===== Data records

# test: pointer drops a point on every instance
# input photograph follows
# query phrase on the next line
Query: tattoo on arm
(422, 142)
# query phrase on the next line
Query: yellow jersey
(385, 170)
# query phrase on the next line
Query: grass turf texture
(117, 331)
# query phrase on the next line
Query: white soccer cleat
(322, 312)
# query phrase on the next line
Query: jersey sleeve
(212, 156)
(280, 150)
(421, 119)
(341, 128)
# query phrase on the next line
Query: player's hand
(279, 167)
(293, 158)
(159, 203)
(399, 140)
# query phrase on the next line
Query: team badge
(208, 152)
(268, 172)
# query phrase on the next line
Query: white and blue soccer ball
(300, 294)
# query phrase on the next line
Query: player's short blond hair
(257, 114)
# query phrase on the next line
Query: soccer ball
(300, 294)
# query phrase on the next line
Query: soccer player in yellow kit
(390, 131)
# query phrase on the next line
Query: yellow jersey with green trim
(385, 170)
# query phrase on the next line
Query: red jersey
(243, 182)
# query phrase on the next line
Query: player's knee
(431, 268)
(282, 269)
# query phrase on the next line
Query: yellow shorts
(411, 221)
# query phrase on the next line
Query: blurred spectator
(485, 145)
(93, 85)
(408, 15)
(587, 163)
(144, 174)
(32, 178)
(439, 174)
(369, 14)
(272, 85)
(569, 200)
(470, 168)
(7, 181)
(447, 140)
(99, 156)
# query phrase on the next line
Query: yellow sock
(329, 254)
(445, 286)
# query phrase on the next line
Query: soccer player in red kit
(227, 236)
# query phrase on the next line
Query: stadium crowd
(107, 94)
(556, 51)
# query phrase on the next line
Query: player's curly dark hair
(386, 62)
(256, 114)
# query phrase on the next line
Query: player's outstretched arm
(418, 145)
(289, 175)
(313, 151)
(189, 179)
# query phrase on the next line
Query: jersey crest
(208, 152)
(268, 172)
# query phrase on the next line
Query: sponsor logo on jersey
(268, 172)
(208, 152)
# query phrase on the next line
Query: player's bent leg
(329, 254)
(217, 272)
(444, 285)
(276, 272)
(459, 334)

==========

To do: Restate every line of the data word for word.

Complete answer:
# test: pointer drops a point on every instance
# input photograph follows
# query phrase on the next line
Query: tattoo on arm
(422, 142)
# query phrase on the next line
Query: yellow jersey
(385, 170)
# query phrase on the next line
Query: grass turf texture
(117, 331)
# query phrase on the next line
Query: white soccer cleat
(322, 312)
# query phrase on the next line
Query: jersey sleeve
(212, 156)
(280, 150)
(421, 119)
(341, 128)
# query phrase on the next line
Query: player's hand
(279, 167)
(293, 158)
(159, 203)
(399, 140)
# query phrase on the next line
Query: team badge
(208, 152)
(268, 172)
# query phrase on the next line
Query: white and blue soccer ball
(300, 294)
# query phrase on the next line
Query: player's short blond hair
(257, 114)
# query phrase on the next line
Query: soccer ball
(300, 294)
# query phrase on the next line
Query: soccer player in yellow kit
(390, 131)
# query phrase on the next line
Query: yellow jersey with green trim
(385, 170)
# query phrase on the next line
Query: red jersey
(243, 182)
# query phrase on the next line
Query: player's knee
(431, 268)
(282, 269)
# query phrase on the next line
Query: yellow shorts
(411, 221)
# query phrase on the next line
Query: blurred spectator
(485, 145)
(93, 85)
(408, 15)
(587, 163)
(144, 174)
(32, 178)
(439, 174)
(369, 14)
(272, 85)
(569, 200)
(470, 168)
(7, 181)
(447, 140)
(99, 156)
# query phrase on the next line
Query: yellow sock
(329, 254)
(445, 286)
# query phrase on the next line
Query: soccer player in red kit
(227, 236)
# query phrase on the next line
Query: stadium crowd
(107, 94)
(556, 51)
# query phrase on the next line
Query: player's curly dark hair
(386, 62)
(256, 114)
# query phrase on the next line
Query: player's outstretched arm
(418, 145)
(289, 175)
(313, 151)
(189, 179)
# query phrase on the next line
Query: jersey crest
(208, 152)
(268, 172)
# query phrase on the next line
Query: sponsor logo on jersey
(268, 172)
(208, 152)
# query phrase on the next line
Query: player's bent leg
(329, 254)
(217, 272)
(444, 285)
(276, 272)
(459, 334)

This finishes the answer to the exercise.